## [Goal]
Render every line of the data below as a JSON array of strings, one string per line, omitting blank lines and leaving the pictures out.
━━━
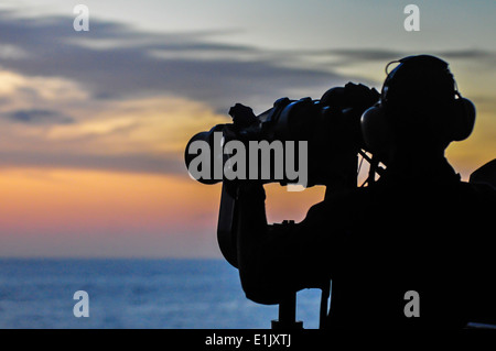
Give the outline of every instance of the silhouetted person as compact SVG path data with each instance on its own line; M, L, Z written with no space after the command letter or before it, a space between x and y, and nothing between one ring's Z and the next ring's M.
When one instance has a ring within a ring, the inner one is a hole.
M444 157L474 119L445 62L407 57L362 118L365 142L387 165L376 184L327 194L285 229L267 226L261 185L240 185L238 265L247 297L277 304L332 279L330 328L495 320L495 190L461 182ZM405 312L411 290L418 317Z

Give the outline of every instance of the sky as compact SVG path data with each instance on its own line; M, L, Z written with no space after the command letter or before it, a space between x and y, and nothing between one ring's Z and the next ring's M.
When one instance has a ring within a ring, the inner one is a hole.
M76 4L89 31L76 32ZM380 89L411 54L450 63L477 107L448 160L467 179L496 155L496 3L416 1L0 3L0 256L220 257L220 186L190 178L184 147L235 102ZM268 189L270 221L301 220L322 188Z

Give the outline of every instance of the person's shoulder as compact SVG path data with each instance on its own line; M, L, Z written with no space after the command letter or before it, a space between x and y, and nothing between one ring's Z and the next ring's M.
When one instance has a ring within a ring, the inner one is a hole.
M496 188L489 184L460 182L457 186L463 194L470 195L474 199L496 201Z

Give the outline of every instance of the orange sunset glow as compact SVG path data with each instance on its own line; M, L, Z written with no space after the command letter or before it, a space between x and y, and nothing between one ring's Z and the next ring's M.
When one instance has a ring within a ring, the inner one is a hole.
M466 20L465 32L454 30L464 35L457 42L428 14L425 30L408 36L398 21L385 24L382 12L345 2L312 12L291 4L284 17L260 4L273 14L267 23L241 14L235 21L238 12L226 7L204 13L200 2L173 12L153 1L132 17L138 4L108 11L89 1L87 33L75 32L72 8L55 1L9 3L0 7L0 256L220 257L220 185L188 176L188 139L230 122L236 102L258 113L280 97L319 99L347 81L380 89L386 64L410 54L446 59L477 107L473 135L446 152L462 178L496 155L490 11L453 10ZM343 20L352 11L353 26ZM430 11L445 13L436 4ZM296 31L302 13L319 25ZM266 188L276 222L302 220L324 196L319 187Z

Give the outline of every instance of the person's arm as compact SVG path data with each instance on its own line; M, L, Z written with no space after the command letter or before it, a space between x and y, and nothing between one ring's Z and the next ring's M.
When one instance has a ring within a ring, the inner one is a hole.
M261 184L238 187L238 268L249 299L278 304L289 293L328 283L331 233L324 204L301 223L268 226L265 198Z

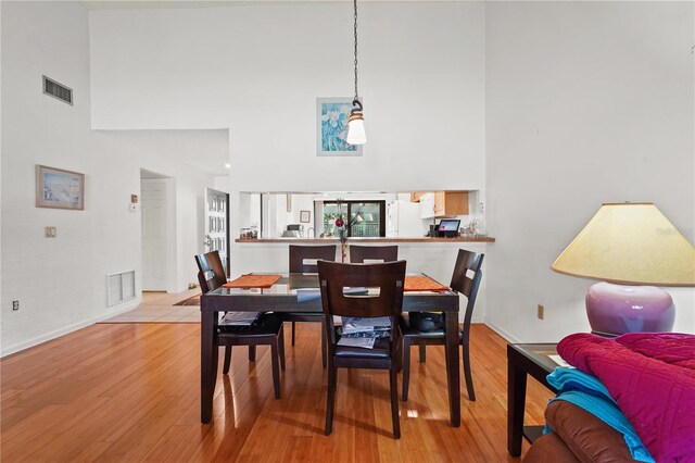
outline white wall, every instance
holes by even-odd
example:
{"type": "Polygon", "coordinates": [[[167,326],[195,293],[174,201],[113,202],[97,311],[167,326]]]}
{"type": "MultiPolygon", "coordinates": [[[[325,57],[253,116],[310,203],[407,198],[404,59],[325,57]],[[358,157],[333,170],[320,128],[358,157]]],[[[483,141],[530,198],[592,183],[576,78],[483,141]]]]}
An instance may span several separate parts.
{"type": "Polygon", "coordinates": [[[316,158],[316,98],[353,91],[349,2],[91,12],[94,127],[230,127],[238,191],[481,188],[483,4],[359,8],[363,158],[316,158]]]}
{"type": "MultiPolygon", "coordinates": [[[[78,2],[2,2],[2,343],[31,346],[138,302],[106,308],[106,274],[135,270],[140,289],[140,167],[176,182],[175,285],[195,280],[203,188],[197,175],[90,130],[89,35],[78,2]],[[73,107],[41,93],[46,74],[74,90],[73,107]],[[86,174],[85,211],[35,208],[35,165],[86,174]],[[199,209],[200,208],[200,209],[199,209]],[[58,237],[43,238],[55,226],[58,237]],[[20,311],[12,301],[20,300],[20,311]]],[[[200,246],[202,248],[202,246],[200,246]]]]}
{"type": "MultiPolygon", "coordinates": [[[[602,202],[695,241],[694,27],[693,2],[486,3],[486,321],[511,338],[589,329],[593,281],[549,266],[602,202]]],[[[694,291],[669,292],[694,333],[694,291]]]]}

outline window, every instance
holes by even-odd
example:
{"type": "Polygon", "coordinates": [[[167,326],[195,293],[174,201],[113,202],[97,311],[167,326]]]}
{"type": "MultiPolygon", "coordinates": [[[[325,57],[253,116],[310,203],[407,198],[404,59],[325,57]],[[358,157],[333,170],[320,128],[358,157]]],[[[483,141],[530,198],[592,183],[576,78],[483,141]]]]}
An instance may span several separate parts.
━━━
## [Finished answer]
[
  "Give the outline of every instance of the silhouetted person as compact SVG path data with each instance on its own line; M, L, Z written with no space after the command letter or before it, a space between x and y, and nothing between one ring's Z and the next ring's M.",
  "When one instance has a ring within a ring, the inner one is a hole.",
  "M444 157L474 119L445 62L407 57L362 118L365 142L387 165L376 184L327 194L285 229L267 226L261 185L240 185L238 265L247 297L277 304L332 279L330 328L495 320L495 190L461 182ZM405 312L411 290L418 317Z",
  "Give the outline of every instance of the sky as compact SVG path data with each instance on its own line; M, L, Z written with no space after the command letter or before it, a space between x and y, and nothing between one ring's Z and the next ring's M.",
  "When one instance has a ring within a ring, the inner one is a hole.",
  "M76 4L89 31L76 32ZM380 89L411 54L450 63L477 107L448 160L467 179L496 155L496 3L416 1L0 3L0 256L220 257L220 186L190 178L184 147L235 102ZM268 189L270 221L301 220L322 188Z",
  "Give the outline of every instance of the person's shoulder as compact SVG path data with each instance on its own line; M, L, Z written with no space after the command letter or before it, a space between x and y, and nothing between one ring's Z and the next ring's M.",
  "When one instance has a ring within a ring, the inner one is a hole.",
  "M496 188L489 184L460 182L457 186L463 194L470 195L474 199L496 201Z",
  "Give the outline of every instance of the orange sunset glow as compact SVG path data with each instance on its own line; M, L, Z written with no space after the command letter or before it, a space between x and y, and nothing between one ring's Z and the next ring's M.",
  "When one instance has a ring within a ring, the inner one is a hole.",
  "M466 20L465 32L454 30L464 35L457 42L428 14L425 30L408 36L398 21L385 24L382 12L345 2L312 12L291 4L284 17L260 4L273 14L267 23L241 14L235 21L238 12L226 7L204 13L200 2L173 12L153 1L132 17L138 4L108 11L89 1L87 33L75 32L72 8L55 1L9 3L0 7L0 256L220 257L220 185L188 176L188 139L230 122L236 102L258 113L280 97L319 99L347 81L380 89L386 64L410 54L446 59L477 107L473 135L446 152L462 178L496 155L490 11L453 10ZM343 20L352 11L353 26ZM430 11L445 13L436 4ZM296 31L302 13L319 25ZM266 188L276 222L302 220L324 196L319 187Z",
  "Give the outline of every instance of the person's arm as compact SVG path data with each instance on its own line; M, L, Z written with no space after the command letter or before it, a space between x and y, and nothing between one ring's Z and the next ring's M.",
  "When one instance has a ring within a ring, the inner one is a hole.",
  "M261 184L238 187L238 268L249 299L278 304L289 293L328 283L331 233L324 204L301 223L268 226L265 198Z",
  "outline white wall, every instance",
  "holes by even-odd",
  "example:",
  "{\"type\": \"Polygon\", \"coordinates\": [[[167,326],[195,293],[174,201],[113,202],[97,311],[167,326]]]}",
  "{\"type\": \"MultiPolygon\", \"coordinates\": [[[[325,57],[253,116],[310,203],[407,198],[404,59],[325,57]],[[358,157],[333,170],[320,128],[358,157]]],[[[483,141],[530,198],[592,183],[576,78],[483,141]]]]}",
  "An instance may span several separate parts.",
  "{\"type\": \"Polygon\", \"coordinates\": [[[316,158],[316,98],[353,91],[349,2],[91,12],[94,127],[230,127],[238,191],[481,188],[483,4],[359,8],[363,158],[316,158]]]}",
  "{\"type\": \"MultiPolygon\", \"coordinates\": [[[[78,2],[2,2],[2,343],[31,346],[138,302],[106,308],[106,274],[135,270],[140,289],[140,167],[176,182],[175,285],[195,280],[203,188],[197,175],[90,130],[89,35],[78,2]],[[73,107],[41,93],[46,74],[74,90],[73,107]],[[86,174],[85,211],[35,208],[35,165],[86,174]],[[199,209],[200,208],[200,209],[199,209]],[[58,237],[43,238],[55,226],[58,237]],[[20,311],[12,301],[20,300],[20,311]]],[[[200,246],[202,248],[202,246],[200,246]]]]}",
  "{\"type\": \"MultiPolygon\", \"coordinates\": [[[[602,202],[695,241],[694,27],[693,2],[486,3],[486,321],[511,338],[589,329],[593,281],[549,266],[602,202]]],[[[694,291],[669,292],[694,333],[694,291]]]]}",
  "outline window, every instance",
  "holes by even-odd",
  "example:",
  "{\"type\": \"Polygon\", \"coordinates\": [[[167,326],[195,293],[174,201],[113,202],[97,311],[167,326]]]}",
  "{\"type\": \"MultiPolygon\", \"coordinates\": [[[[325,57],[253,116],[310,203],[407,198],[404,59],[325,57]],[[358,157],[333,170],[320,128],[358,157]]],[[[483,141],[530,198],[592,183],[576,78],[483,141]]]]}",
  "An instance may span several separate parts."
]